Pick out and copy every line of the data below that contains the word "tree", treating uppercase and lowercase letters as different.

--------------------------------

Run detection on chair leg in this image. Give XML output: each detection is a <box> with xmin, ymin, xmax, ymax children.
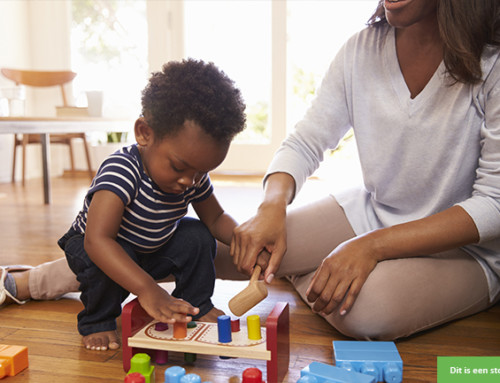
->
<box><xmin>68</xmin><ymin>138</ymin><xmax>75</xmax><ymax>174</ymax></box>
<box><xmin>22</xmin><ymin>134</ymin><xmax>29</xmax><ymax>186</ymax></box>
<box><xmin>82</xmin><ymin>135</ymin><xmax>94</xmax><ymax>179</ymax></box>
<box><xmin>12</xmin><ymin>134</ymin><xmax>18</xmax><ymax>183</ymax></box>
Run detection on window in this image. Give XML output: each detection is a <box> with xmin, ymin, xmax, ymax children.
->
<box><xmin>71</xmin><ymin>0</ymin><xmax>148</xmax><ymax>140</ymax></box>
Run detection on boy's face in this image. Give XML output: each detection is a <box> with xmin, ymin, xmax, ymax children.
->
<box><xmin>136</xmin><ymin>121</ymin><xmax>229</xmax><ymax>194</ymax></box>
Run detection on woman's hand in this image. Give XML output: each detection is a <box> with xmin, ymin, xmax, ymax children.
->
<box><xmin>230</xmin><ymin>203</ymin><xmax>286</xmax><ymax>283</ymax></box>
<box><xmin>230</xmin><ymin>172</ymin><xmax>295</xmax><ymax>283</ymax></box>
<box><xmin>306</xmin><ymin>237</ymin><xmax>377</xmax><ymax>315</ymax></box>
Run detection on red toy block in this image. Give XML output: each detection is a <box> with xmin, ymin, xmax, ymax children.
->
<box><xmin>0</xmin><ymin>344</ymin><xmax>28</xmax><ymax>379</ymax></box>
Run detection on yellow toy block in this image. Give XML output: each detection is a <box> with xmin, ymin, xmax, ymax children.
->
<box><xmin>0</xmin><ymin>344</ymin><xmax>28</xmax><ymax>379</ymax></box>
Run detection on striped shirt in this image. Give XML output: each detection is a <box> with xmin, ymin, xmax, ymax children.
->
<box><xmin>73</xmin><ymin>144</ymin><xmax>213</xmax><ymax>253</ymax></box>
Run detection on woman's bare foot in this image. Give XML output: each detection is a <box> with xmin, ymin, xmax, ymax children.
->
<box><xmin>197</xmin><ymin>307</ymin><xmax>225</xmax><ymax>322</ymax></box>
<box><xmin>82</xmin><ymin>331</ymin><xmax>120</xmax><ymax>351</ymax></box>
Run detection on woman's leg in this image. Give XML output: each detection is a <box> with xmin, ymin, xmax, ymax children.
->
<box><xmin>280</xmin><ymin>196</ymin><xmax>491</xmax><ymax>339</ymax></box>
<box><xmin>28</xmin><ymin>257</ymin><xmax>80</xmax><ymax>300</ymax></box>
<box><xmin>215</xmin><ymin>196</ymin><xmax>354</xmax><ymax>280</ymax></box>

--------------------------------

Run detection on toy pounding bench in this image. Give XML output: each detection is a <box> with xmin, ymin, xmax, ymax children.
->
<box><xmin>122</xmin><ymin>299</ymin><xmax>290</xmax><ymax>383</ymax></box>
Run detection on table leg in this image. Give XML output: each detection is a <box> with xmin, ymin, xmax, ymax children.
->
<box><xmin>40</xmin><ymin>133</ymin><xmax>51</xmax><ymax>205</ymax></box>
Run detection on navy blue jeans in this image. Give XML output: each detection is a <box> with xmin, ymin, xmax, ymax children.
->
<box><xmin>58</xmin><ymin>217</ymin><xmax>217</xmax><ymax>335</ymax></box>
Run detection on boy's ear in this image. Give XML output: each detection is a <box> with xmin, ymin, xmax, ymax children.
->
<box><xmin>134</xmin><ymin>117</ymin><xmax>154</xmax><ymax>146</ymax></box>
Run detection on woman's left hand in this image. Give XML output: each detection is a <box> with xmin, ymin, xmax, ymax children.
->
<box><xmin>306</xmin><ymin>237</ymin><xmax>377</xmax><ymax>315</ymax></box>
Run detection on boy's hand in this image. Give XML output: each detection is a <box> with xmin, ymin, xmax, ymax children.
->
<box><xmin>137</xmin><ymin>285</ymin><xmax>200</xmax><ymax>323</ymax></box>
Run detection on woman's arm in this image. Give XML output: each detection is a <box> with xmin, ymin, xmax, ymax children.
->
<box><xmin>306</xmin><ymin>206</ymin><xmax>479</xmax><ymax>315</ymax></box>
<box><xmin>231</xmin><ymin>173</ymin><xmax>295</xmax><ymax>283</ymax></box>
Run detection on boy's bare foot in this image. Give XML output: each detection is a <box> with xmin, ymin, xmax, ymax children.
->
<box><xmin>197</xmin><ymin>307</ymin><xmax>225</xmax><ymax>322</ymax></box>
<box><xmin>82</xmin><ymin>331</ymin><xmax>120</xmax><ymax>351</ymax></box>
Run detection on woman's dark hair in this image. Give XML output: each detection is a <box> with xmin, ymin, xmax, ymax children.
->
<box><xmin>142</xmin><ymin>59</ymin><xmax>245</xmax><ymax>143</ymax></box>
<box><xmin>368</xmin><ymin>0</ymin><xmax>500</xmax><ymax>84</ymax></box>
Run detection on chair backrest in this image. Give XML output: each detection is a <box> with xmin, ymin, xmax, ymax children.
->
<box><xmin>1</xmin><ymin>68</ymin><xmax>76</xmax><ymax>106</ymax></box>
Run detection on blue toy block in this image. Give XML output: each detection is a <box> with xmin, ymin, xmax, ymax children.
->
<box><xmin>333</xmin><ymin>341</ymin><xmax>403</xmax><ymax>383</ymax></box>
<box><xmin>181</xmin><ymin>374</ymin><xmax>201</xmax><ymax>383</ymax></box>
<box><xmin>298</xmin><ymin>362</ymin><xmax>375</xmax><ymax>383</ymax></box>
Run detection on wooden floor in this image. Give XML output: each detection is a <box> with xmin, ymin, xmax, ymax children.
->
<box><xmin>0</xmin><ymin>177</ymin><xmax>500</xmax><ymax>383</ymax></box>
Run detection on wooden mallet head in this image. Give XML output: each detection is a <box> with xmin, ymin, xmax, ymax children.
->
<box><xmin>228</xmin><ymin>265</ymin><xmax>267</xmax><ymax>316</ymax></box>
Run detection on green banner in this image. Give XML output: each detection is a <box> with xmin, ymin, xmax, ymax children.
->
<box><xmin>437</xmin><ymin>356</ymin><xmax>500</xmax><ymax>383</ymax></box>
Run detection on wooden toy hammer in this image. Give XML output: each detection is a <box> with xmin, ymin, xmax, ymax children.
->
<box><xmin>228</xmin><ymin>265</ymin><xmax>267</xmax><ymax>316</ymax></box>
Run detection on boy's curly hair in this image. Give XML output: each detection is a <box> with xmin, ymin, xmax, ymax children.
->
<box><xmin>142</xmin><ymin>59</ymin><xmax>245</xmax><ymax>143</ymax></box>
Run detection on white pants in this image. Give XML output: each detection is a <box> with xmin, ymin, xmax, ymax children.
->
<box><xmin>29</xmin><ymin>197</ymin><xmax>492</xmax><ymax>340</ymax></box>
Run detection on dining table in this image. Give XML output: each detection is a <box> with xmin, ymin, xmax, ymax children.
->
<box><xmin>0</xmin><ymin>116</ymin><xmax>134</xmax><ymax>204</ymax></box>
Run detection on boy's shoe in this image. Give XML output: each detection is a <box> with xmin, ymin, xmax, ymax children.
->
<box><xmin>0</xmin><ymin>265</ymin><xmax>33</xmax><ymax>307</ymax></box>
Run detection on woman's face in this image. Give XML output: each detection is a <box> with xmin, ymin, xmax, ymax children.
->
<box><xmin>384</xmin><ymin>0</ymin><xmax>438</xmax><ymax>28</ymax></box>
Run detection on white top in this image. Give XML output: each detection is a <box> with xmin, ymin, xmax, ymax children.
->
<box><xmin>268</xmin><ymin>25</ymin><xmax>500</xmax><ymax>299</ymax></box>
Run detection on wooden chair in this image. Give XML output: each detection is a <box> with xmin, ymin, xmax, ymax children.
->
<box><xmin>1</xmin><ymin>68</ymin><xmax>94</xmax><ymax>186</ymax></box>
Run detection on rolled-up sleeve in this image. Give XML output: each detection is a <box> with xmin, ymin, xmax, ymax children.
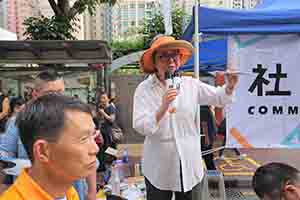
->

--------------------------------

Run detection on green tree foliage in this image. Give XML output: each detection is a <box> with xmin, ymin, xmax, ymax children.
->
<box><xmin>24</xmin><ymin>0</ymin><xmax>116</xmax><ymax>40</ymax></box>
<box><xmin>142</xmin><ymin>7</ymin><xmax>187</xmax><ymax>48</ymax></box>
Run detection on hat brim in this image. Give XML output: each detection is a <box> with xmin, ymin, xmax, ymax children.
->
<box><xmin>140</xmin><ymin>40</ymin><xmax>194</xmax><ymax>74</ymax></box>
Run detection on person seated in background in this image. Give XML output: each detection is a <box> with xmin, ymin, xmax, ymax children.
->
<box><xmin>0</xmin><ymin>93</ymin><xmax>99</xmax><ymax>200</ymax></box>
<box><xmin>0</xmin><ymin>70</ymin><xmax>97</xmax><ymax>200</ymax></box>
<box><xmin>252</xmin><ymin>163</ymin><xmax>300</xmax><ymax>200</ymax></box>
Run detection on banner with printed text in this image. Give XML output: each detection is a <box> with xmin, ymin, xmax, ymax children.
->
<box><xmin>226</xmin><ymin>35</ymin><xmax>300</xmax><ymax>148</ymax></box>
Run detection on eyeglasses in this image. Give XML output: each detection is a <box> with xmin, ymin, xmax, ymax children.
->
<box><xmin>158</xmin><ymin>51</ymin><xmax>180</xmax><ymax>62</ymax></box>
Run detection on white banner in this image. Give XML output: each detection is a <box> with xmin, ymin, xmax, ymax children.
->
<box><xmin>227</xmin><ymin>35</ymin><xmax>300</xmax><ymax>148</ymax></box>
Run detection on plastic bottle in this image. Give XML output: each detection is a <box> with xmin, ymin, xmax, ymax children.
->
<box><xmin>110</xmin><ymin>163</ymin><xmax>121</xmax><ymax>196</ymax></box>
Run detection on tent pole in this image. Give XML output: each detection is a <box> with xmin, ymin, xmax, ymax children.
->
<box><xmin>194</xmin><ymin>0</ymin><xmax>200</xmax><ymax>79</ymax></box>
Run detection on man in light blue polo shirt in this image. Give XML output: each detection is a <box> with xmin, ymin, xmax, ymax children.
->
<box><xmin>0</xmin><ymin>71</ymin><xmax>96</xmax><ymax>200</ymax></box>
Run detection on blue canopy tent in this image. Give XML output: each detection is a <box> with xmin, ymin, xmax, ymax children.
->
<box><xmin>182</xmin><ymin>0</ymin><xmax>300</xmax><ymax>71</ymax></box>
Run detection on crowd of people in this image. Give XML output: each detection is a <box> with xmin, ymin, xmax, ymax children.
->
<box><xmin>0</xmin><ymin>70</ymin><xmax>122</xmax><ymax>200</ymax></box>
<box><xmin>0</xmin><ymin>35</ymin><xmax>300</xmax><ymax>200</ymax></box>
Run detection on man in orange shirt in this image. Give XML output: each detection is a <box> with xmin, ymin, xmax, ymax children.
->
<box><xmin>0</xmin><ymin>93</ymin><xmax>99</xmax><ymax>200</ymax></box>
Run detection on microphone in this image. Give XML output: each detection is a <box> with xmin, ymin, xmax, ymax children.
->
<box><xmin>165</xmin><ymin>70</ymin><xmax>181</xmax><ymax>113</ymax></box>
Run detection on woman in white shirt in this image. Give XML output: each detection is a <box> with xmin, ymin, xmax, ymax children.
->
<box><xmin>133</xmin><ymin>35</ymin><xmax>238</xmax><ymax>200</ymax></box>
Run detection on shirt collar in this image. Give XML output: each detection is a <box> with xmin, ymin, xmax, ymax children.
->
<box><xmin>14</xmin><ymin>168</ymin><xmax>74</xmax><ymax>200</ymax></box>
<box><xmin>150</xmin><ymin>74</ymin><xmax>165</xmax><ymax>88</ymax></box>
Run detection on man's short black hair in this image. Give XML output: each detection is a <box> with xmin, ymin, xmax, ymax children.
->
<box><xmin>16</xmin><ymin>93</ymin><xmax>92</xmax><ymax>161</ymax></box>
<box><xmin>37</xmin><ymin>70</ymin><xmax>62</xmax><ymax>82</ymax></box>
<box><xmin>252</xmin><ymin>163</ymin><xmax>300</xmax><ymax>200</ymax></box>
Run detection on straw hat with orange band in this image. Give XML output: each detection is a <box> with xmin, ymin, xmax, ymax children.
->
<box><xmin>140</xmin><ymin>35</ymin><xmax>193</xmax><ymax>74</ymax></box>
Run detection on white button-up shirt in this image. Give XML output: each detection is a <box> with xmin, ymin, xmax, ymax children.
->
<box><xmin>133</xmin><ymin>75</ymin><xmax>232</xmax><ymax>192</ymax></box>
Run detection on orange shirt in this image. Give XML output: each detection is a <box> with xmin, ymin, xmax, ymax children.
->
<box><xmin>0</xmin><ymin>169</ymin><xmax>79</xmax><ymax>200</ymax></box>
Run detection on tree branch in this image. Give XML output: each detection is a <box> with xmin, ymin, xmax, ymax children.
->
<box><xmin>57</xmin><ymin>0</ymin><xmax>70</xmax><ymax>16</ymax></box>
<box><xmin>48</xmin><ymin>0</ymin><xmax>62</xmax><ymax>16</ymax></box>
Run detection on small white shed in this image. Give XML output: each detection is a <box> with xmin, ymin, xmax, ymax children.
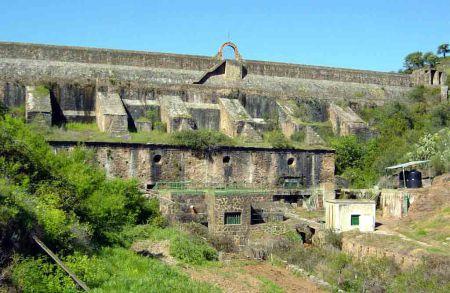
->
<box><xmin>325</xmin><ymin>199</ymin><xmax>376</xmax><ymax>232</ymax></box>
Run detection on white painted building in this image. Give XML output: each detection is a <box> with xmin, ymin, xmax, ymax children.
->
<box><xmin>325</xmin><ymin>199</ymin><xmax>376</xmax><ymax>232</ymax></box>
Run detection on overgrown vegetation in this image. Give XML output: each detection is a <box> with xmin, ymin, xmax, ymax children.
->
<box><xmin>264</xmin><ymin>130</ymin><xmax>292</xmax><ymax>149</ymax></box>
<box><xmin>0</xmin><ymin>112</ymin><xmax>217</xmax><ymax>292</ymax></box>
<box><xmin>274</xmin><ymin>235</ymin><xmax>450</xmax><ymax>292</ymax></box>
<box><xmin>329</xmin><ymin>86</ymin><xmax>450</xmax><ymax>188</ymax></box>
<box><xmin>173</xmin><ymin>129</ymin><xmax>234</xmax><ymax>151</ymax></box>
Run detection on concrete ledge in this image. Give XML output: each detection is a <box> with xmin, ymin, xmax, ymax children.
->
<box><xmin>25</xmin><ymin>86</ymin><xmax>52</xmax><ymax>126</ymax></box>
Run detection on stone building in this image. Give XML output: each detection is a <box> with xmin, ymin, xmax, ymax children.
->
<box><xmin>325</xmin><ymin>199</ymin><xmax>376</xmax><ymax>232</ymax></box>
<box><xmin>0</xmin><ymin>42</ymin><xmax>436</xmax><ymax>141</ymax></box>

--------------------------------

Right answer:
Run detection on green tree foliage in this image. Give XML output: each detection is a <box> with xmin, ymin, xmax, ymax children.
Run detection on tree branch in this image. Give XML output: each detection is a <box> with xmin, ymin, xmax, ymax children.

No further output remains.